The task >> Return the entries in full, exactly as written.

Saved entries >>

::::

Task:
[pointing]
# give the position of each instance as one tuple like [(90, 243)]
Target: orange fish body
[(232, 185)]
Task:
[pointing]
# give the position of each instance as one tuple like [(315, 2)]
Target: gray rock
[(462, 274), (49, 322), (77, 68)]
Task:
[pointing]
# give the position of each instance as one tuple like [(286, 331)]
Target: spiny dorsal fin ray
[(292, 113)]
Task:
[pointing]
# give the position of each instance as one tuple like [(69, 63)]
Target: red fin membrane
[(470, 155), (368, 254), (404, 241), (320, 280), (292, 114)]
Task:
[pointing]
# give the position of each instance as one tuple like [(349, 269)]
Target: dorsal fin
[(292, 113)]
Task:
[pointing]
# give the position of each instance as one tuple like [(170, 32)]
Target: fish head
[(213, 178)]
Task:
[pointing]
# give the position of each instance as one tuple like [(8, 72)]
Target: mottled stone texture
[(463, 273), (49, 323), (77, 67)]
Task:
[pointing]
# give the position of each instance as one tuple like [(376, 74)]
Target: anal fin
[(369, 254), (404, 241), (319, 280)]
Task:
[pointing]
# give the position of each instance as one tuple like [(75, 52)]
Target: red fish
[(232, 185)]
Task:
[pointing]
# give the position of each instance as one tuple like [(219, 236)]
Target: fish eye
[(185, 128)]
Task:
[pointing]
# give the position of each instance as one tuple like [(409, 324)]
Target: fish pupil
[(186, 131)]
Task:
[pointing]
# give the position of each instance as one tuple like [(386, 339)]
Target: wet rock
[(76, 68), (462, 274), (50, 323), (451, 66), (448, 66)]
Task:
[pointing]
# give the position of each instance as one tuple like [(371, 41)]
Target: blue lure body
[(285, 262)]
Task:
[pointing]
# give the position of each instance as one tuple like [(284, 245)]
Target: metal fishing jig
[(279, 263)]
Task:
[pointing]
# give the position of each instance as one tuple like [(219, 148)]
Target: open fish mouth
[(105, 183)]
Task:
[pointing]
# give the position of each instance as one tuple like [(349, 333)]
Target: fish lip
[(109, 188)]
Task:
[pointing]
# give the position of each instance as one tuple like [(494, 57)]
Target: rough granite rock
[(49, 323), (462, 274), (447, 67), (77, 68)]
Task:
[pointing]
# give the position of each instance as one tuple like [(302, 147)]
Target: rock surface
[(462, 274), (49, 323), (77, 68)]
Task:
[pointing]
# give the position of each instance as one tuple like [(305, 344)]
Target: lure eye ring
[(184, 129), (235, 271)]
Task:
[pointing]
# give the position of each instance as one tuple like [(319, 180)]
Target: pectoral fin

::::

Result for this exercise >>
Task:
[pointing]
# give the position of each instance as one tuple like [(90, 243)]
Target: orange fish body
[(232, 185)]
Task:
[pointing]
# give the position of each instance as one tuple like [(315, 2)]
Target: gray rock
[(462, 274), (49, 322), (77, 68)]
Task:
[pointing]
# give the position of each instance as one tuple like [(286, 331)]
Target: spiny dorsal fin ray
[(292, 113)]
Task:
[pointing]
# give the position of each instance as one tuple like [(69, 63)]
Target: red fin membrane
[(470, 155), (368, 254), (404, 241), (320, 280), (292, 114)]
Task:
[pointing]
# give the position of each instance as one tuple like [(349, 269)]
Target: dorsal fin
[(292, 113)]
Task:
[pointing]
# give the position of each instance as one tuple like [(170, 32)]
Target: fish head
[(213, 178)]
Task:
[pointing]
# give the position of each instance as one tuple like [(8, 72)]
Target: mottled stone texture
[(463, 273), (49, 323), (77, 67)]
Task:
[pointing]
# give the position of each instance as one tuple like [(376, 74)]
Target: anal fin
[(369, 254), (404, 241), (319, 280)]
Task:
[pointing]
# give the position of each instance as one tuple like [(75, 52)]
Target: red fish
[(232, 185)]
Task:
[pointing]
# give the position of each instance as one tuple like [(219, 236)]
Target: fish eye
[(185, 128)]
Task:
[pointing]
# give the position of each instance as one tuple like [(409, 324)]
Target: fish pupil
[(186, 131)]
Task:
[pointing]
# give the position of each instance as one tuple like [(386, 339)]
Target: wet rock
[(76, 68), (462, 274), (50, 323), (451, 66), (448, 66)]
Task:
[pointing]
# give the position of each instance as one tuple like [(371, 41)]
Target: blue lure body
[(285, 262)]
Task:
[pointing]
# give the position of each instance as one tuple like [(284, 245)]
Target: metal fishing jig
[(279, 263)]
Task:
[pointing]
# give the position of each instance as one tuple like [(219, 148)]
Target: open fish mouth
[(105, 183)]
Task:
[pointing]
# give the position of each instance as one tuple like [(349, 333)]
Target: fish lip
[(109, 188)]
Task:
[pointing]
# give the position of each instance as one tuple like [(494, 57)]
Target: rough granite rock
[(49, 323), (462, 274), (447, 67), (77, 68)]
Task:
[pointing]
# give the position of each instance as one tuple like [(302, 147)]
Target: rock surface
[(462, 274), (49, 323), (77, 68)]
Task:
[pointing]
# give the position of each instance as one tuple like [(305, 344)]
Target: lure eye ring
[(184, 129), (235, 271)]
Task:
[pointing]
# give the position of each instance as one tuple like [(319, 180)]
Target: pectoral fin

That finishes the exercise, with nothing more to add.